Three strikes against California: Fresno, Santa Cruz, and Lake
Strike 1 – In January 2020, the ACLU entered into a settlement agreement in a lawsuit it filed against the State of California and Fresno County. The lawsuit alleged that the state “has delegated its constitutional duty to run indigent defense systems to individual counties” and does not provide any oversight to ensure those county systems actually provide constitutionally required representation. The trial court denied California’s and Fresno County’s requests to dismiss the lawsuit, finding that the state “cannot disclaim its constitutional responsibilities merely because it has delegated such responsibilities to its [counties] . . .. If the State created an indigent defense system that is systemically flawed and underfunded . . . the State remains responsible . . ..”
As part of the 2020 settlement agreement, California agreed to expand the Office of the State Public Defender (OSPD) mission to provide support for county indigent defense systems through training and assistance, and to identify steps to improve indigent defense.
Strikes 2 and 3 – Since the ACLU lawsuit, the 6AC has evaluated indigent defense systems and published reports out of Santa Cruz and Lake counties. Both studies highlight pervasive and systemic deficiencies, and both reports call for California to take action.
In the Santa Cruz report, we recommended that California authorize OSPD to document how the right to counsel is provided in every county and collect uniform data on effective representation indicators to determine which counties comply with national standards (e.g., ABA Ten Principles of a Public Defense Delivery System) and which do not. However, the state continues to grant OSPD very limited authority; OSPD still has no enforcement power or standard-setting power over the counties, it does not have any authority to collect the most basic data from the counties, and it receives limited state funding for its expanded mission.

(Dataset entries)
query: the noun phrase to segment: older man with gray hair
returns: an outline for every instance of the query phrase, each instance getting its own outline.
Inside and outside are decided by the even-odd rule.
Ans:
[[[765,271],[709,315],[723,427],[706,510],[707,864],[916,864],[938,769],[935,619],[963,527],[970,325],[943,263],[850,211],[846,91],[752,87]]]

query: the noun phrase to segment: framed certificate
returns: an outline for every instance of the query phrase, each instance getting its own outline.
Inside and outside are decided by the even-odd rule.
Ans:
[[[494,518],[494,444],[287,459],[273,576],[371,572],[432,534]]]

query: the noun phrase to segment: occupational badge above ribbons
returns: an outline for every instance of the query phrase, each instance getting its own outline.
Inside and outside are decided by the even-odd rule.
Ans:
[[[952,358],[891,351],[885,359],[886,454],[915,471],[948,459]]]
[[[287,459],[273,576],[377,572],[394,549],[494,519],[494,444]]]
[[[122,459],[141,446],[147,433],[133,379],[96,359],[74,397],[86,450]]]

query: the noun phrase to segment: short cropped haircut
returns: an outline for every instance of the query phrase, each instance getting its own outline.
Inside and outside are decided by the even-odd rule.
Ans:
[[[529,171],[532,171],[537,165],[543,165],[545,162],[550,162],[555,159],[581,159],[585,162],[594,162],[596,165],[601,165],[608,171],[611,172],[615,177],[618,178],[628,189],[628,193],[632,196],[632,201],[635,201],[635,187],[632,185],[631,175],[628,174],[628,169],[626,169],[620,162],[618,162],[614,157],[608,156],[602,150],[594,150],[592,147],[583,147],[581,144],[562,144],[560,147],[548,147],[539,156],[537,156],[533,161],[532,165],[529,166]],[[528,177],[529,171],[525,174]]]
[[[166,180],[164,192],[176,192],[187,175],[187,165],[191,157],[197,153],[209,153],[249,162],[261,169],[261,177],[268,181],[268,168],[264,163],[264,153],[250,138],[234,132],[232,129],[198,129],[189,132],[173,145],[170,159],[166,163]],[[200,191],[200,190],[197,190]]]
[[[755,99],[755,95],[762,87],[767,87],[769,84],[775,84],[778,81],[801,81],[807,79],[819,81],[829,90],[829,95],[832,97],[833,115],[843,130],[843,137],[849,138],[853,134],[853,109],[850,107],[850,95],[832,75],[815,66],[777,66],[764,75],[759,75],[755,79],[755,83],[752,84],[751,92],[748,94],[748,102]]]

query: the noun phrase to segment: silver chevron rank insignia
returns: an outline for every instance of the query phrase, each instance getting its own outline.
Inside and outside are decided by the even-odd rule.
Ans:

What you should do:
Decide whether each statement below agrees with the passage on California indigent defense, answering yes or no and quoting the words of the passage that settle it: (a) The ACLU's lawsuit was brought against both the State of California and Fresno County. (b) The trial court granted the state's request to dismiss the lawsuit. (c) OSPD now holds enforcement power over the counties.

Written response:
(a) Yes: "a lawsuit it filed against the State of California and Fresno County"
(b) No: "The trial court denied California’s and Fresno County’s requests to dismiss the lawsuit"
(c) No: "OSPD still has no enforcement power or standard-setting power over the counties"